### RECORDS
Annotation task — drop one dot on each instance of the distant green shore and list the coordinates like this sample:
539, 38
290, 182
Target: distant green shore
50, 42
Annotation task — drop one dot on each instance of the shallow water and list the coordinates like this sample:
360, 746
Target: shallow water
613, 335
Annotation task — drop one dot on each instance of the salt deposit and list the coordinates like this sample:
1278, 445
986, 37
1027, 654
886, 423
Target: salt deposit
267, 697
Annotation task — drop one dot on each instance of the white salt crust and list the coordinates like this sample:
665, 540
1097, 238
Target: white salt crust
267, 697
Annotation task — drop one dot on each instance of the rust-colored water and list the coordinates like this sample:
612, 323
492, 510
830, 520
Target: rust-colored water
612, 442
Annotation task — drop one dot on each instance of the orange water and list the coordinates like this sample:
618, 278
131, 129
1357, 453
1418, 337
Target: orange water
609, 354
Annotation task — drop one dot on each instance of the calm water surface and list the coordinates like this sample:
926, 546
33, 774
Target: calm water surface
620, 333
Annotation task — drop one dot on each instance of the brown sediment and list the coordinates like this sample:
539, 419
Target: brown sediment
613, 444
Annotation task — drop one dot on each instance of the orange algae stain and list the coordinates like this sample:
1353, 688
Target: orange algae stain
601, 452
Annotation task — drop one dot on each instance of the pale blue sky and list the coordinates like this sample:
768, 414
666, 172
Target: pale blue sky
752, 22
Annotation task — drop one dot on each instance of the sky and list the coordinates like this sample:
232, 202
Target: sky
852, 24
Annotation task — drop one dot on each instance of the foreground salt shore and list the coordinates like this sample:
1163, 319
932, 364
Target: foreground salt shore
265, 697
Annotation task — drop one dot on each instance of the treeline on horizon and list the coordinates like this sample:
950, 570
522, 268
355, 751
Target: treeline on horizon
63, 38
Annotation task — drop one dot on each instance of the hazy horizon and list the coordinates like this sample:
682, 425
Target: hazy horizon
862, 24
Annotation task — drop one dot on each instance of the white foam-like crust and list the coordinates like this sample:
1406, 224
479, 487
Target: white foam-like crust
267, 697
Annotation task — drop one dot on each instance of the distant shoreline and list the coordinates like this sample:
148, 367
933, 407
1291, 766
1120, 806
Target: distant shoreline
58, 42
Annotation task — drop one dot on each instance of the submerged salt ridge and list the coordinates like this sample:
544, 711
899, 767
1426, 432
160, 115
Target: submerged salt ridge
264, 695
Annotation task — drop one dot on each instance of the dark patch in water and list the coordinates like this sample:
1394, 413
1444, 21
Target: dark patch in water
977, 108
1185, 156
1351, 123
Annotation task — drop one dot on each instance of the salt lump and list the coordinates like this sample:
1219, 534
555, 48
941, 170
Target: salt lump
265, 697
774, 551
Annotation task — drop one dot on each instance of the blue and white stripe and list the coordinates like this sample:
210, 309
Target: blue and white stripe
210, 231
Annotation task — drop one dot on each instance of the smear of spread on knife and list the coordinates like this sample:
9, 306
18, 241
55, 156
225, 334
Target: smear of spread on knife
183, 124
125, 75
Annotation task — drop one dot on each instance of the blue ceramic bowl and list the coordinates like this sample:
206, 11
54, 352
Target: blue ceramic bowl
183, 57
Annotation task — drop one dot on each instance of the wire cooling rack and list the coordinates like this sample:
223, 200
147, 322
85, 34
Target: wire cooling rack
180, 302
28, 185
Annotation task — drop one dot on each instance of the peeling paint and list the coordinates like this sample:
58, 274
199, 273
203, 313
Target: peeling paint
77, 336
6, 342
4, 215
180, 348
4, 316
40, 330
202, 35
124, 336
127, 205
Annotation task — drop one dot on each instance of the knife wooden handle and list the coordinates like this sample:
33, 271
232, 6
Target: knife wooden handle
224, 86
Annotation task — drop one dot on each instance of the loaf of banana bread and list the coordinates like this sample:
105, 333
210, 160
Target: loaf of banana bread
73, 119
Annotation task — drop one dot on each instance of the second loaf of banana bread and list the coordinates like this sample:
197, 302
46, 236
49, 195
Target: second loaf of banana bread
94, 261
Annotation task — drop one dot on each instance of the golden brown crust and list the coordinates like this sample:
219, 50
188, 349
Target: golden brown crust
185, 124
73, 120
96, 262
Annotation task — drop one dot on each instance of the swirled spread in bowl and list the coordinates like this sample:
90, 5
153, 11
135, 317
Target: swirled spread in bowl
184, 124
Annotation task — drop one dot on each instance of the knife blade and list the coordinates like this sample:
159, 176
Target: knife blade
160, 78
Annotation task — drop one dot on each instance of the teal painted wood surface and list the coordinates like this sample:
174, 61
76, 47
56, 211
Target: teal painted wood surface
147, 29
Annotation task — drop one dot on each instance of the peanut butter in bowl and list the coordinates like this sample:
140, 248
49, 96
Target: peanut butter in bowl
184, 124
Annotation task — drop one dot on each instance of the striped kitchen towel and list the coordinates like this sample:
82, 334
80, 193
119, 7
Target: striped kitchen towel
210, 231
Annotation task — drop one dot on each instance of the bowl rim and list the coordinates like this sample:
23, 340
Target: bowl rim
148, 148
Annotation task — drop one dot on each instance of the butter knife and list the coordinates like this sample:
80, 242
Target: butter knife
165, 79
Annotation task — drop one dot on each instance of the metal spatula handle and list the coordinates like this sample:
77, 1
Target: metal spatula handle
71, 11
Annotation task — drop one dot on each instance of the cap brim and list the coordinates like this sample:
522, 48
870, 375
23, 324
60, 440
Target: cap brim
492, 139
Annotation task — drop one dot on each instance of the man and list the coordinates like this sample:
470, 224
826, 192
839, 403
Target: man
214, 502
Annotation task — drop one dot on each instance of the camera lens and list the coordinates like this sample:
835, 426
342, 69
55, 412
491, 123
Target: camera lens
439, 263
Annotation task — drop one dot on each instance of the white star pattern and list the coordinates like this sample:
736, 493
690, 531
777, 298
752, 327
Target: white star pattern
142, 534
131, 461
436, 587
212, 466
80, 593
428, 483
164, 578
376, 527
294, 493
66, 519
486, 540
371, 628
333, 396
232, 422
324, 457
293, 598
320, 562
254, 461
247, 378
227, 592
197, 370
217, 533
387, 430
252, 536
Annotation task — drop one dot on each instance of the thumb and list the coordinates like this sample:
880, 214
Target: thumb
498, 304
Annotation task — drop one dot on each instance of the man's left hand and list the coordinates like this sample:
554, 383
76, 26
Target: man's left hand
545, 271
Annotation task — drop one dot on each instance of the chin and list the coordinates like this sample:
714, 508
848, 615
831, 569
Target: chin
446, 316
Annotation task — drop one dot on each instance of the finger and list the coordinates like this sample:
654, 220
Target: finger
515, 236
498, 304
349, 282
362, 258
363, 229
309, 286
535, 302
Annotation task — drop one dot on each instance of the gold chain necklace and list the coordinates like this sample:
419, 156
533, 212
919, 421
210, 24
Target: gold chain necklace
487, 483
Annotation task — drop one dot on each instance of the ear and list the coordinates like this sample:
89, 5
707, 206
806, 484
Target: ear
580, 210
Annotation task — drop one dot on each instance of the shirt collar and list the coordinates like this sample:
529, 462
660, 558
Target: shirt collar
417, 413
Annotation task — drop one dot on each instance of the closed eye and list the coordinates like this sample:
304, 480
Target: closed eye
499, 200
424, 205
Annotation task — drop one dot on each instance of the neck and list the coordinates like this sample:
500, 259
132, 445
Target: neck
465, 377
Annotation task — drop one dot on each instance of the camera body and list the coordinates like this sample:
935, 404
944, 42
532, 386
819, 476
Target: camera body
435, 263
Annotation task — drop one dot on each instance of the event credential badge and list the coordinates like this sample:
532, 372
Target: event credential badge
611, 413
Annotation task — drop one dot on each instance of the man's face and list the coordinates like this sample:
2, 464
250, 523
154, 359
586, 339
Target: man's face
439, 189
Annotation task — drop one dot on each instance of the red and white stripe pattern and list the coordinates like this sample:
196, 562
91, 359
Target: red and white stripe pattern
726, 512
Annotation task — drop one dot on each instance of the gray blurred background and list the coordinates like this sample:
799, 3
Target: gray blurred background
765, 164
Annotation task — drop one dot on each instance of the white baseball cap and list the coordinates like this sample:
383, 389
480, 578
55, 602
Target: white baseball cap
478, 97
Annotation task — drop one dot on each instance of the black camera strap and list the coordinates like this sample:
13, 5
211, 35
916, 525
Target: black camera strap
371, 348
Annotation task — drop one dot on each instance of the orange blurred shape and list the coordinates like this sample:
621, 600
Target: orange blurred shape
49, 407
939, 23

### AIM
Exactly reproduce the lines that run from the line with "of the shirt" through the last line of the records, inclusive.

### TASK RESPONSE
Annotation task — drop one dot on each instance of the shirt collar and list the coordinates like this sample:
529, 462
660, 558
Target: shirt collar
417, 413
Annotation task — drop one dot on each instance of the closed eye and list the coordinates like this sample:
304, 480
Target: closed eye
499, 200
424, 205
Annotation task — drop one dot on each instance of the neck and list the coordinates like this sample:
500, 259
132, 445
Target: neck
465, 377
Annotation task — drop one dot on each instance of the camera body and list the coordinates like this sample:
935, 404
944, 42
532, 386
819, 476
Target: camera body
435, 263
Annotation task — drop one dot on each instance of the event credential badge and list the coordinates like this sample:
532, 372
Target: event credential badge
611, 413
Annotation task — drop one dot on each instance of the man's face and list the coordinates like this sample:
2, 464
250, 523
154, 359
586, 339
Target: man's face
439, 189
Annotation task — drop one dot on each instance of the red and white stripe pattern and list the coordinates like this sample:
196, 562
91, 359
Target: red and white stripe pattern
726, 512
Annotation task — drop one dot on each instance of the gray blurred background and list the coordinates like this sample:
799, 3
Target: gray blurred background
765, 164
Annotation task — drop one dot on each instance of the white baseball cap and list the coordinates like this sample:
383, 389
480, 578
55, 602
Target: white baseball cap
478, 97
Annotation task — drop one dot on each instance of the black camera strap and list the coordinates like this sample:
13, 5
211, 35
916, 525
Target: black camera strap
371, 348
Annotation task — drop one dot on each instance of the orange blurred shape and list the coordinates like this sample:
621, 600
Target: orange blurred shape
49, 407
939, 23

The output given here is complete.